● **FRAGMENTO SELECCIONADO**:
GIORGIO AGAMBEN - ¿Qué es lo contemporáneo?
La
pregunta que quisiera apuntar al comienzo de este [texto] es: “¿De quién y de
qué somos contemporáneos? Y, ante todo, ¿qué significa ser contemporáneos?” Una
primera y provisoria indicación para orientar nuestra búsqueda hacia una
respuesta nos llega de Nietzsche. Justamente en uno de sus cursos en el Collège
de France, Roland Barthes la resume de esta manera: “Lo contemporáneo es lo
intempestivo”. En 1874, Friedrich Nietzsche, un joven filósofo que había
trabajado hasta ese momento con textos griegos y dos años antes había alcanzado
una inesperada fama con El nacimiento de la tragedia, publica las Unzeitgemässe
Betrachtungen, las “Consideraciones intempestivas”, con las que quiere hacer las
cuentas con su tiempo, tomar posición con respecto al presente. “Esta
consideración es intempestiva”, así se lee al principio de la segunda
“Consideración”, pues trata de “entender como un mal, un inconveniente y un
defecto algo de lo que la época está orgullosa, es decir, su cultura histórica,
pues yo pienso que todos somos devorados por la fiebre de la historia pero por
lo menos tendríamos que darnos cuenta”. Nietzsche coloca su pretensión de
“actualidad”, “su contemporaneidad” con respecto al presente, dentro de una
falta de conexión, en un desfase. Pertenece verdaderamente a su tiempo, es
realmente contemporáneo aquel que no coincide perfectamente con él ni se adapta
a sus pretensiones, y es por ello, en este sentido, no actual; pero, justamente
por ello, justamente a través de esta diferencia y de este anacronismo, él es
capaz más que los demás de percibir y entender su tiempo.

● **EXTRACTO DE DATOS**:
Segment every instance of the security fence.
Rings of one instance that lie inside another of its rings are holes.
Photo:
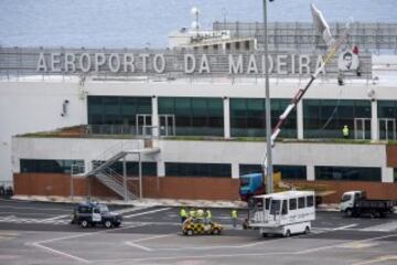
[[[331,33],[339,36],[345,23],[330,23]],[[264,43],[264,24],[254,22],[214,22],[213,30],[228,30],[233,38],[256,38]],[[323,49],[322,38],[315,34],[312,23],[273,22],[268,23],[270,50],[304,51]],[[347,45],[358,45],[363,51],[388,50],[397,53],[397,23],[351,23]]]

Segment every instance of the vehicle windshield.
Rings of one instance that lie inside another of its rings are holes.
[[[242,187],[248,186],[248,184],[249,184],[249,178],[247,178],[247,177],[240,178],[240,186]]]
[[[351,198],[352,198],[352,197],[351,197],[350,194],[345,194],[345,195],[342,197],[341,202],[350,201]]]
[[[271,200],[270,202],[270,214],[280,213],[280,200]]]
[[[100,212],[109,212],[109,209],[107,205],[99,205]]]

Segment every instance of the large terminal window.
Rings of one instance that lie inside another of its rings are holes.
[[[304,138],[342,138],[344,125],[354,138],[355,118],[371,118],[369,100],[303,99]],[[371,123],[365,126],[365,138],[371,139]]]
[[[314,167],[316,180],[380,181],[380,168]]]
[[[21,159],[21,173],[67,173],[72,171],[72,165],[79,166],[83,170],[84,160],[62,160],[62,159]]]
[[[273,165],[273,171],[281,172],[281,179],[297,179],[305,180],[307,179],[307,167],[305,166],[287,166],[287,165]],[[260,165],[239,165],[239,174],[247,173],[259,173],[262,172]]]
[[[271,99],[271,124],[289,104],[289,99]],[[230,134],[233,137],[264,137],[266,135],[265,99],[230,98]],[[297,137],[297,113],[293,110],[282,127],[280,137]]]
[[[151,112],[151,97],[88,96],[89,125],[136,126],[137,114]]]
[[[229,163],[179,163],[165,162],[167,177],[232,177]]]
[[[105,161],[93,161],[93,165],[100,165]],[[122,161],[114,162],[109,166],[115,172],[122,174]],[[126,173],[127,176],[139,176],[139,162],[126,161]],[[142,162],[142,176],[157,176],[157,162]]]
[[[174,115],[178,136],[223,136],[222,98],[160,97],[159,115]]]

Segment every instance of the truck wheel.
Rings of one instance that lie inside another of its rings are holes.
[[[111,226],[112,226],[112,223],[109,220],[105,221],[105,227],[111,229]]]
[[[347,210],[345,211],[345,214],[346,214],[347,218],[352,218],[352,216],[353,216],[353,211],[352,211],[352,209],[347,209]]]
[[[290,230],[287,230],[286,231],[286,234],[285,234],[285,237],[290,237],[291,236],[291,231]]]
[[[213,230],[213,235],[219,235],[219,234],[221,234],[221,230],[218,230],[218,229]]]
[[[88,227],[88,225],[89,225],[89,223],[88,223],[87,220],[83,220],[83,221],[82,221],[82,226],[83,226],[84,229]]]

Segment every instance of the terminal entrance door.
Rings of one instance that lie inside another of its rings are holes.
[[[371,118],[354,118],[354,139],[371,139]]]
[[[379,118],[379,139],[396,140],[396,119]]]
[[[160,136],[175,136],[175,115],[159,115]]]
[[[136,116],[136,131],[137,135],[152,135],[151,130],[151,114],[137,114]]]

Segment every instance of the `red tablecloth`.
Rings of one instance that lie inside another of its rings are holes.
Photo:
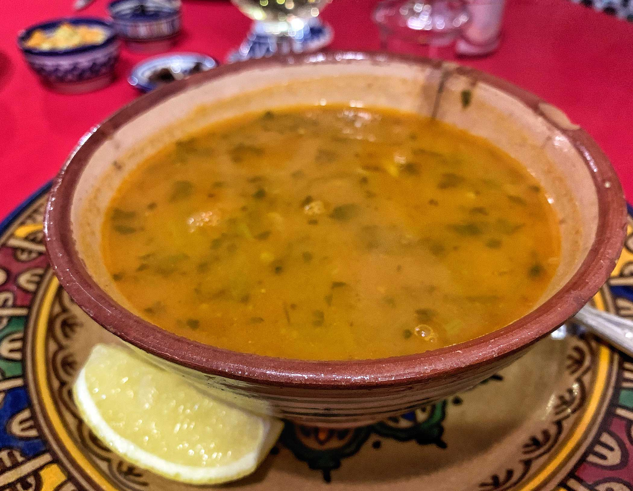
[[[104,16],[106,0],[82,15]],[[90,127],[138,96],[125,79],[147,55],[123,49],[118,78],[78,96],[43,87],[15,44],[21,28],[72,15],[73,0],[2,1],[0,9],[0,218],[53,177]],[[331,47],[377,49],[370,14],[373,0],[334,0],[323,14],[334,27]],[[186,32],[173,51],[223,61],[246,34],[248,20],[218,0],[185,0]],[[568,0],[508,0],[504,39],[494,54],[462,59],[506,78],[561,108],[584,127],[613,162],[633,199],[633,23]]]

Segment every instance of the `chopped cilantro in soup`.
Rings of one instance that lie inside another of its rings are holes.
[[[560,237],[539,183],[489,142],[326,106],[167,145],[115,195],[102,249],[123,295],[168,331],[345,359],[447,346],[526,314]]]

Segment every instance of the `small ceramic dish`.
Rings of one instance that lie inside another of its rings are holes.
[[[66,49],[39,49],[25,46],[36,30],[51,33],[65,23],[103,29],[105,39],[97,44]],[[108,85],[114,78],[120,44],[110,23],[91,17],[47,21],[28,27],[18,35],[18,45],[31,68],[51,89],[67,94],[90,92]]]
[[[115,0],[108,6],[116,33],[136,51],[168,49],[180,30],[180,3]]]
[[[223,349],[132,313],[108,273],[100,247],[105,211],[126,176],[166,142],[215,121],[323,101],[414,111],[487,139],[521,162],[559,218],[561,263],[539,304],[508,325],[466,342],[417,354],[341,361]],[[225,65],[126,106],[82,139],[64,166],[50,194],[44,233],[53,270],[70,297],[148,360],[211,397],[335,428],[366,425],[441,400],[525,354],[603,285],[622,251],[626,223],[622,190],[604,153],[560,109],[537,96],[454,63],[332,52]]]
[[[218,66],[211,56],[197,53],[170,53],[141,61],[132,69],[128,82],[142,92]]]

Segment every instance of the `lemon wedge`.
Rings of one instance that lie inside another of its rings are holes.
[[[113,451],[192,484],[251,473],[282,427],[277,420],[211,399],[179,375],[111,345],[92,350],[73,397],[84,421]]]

...

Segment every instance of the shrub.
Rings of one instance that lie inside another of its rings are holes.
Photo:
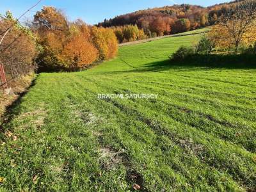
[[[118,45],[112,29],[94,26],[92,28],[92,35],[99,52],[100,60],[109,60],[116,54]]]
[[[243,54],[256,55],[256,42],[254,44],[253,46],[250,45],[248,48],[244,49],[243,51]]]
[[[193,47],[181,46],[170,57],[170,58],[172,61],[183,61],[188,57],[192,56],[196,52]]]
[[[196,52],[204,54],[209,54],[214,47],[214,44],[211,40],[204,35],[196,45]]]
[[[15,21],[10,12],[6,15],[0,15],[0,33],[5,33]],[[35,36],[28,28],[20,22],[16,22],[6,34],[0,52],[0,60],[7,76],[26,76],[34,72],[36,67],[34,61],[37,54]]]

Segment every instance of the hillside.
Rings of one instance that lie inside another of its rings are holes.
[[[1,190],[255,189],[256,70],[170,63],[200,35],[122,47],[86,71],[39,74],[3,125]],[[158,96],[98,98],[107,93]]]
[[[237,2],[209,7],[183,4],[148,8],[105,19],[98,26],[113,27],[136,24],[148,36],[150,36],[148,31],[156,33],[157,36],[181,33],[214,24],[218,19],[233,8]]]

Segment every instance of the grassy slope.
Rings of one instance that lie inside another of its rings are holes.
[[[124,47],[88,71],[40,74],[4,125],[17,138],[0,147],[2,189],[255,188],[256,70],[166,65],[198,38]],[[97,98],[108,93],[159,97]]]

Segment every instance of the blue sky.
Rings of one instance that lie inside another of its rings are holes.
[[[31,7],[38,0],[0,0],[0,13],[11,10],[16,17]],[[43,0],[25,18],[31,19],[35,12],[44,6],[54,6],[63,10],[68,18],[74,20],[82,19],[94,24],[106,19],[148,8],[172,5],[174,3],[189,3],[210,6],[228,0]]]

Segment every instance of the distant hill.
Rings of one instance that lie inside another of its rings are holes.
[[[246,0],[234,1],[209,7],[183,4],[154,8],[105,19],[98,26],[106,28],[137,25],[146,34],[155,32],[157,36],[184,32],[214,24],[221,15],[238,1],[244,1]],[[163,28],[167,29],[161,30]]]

==

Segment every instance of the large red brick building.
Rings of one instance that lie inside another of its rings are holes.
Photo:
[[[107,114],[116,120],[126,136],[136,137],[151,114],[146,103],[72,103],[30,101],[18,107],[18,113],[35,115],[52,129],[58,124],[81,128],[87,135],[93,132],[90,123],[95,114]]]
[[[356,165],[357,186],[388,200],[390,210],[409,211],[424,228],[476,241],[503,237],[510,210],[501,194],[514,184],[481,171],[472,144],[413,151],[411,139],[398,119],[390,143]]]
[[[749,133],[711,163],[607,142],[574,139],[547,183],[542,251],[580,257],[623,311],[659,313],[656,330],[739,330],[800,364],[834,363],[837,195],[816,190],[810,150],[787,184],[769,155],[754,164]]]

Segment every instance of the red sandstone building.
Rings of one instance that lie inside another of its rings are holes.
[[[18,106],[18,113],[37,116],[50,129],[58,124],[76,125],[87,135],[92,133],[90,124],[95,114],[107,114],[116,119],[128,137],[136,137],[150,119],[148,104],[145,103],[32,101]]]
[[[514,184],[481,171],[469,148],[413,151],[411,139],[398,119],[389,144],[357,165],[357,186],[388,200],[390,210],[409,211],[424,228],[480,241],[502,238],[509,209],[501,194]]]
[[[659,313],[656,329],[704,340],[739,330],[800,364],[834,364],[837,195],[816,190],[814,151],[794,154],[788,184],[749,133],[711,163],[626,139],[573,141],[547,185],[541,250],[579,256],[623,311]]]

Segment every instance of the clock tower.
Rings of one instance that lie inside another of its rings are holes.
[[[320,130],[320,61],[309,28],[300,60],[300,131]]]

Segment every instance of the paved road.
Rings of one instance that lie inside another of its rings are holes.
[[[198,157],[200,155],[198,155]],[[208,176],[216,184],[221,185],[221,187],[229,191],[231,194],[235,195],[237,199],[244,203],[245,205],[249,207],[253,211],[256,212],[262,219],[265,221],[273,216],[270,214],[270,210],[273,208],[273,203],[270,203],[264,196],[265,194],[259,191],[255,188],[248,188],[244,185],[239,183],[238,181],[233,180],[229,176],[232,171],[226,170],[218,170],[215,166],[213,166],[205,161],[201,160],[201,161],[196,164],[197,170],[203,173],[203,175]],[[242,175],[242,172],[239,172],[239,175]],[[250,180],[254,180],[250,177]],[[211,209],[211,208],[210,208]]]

● **TAREAS PROPUESTAS**:
1. Según el texto sobre lo contemporáneo, ¿en qué año publicó Nietzsche las “Consideraciones intempestivas”?
2. Prosigue el texto sobre lo contemporáneo a partir de su última oración.

● **RESULTADOS POR TAREA**:
1. En 1874.

2.
Esta
falta de coincidencia, este intervalo no significa, obviamente, que
contemporáneo sea aquel que vive en otro tiempo, un nostálgico que está mejor en
la Atenas de Pericles o en el París de Robespierre y del marqués de Sade que en
la ciudad o en el tiempo en el que le tocó vivir. Un hombre inteligente puede
odiar su tiempo, pero de todas maneras sabe que pertenece a él irrevocablemente,
sabe que no puede huir a su tiempo.
La
contemporaneidad es esa relación singular con el propio tiempo, que se adhiere a
él pero, a la vez, toma distancia de éste; más específicamente, ella es esa
relación con el tiempo que se adhiere a él a través de un desfase y un
anacronismo. Aquellos que coinciden completamente con la época, que concuerdan
en cualquier punto con ella, no son contemporáneos pues, justamente por ello, no
logran verla, no pueden mantener fija la mirada sobre ella.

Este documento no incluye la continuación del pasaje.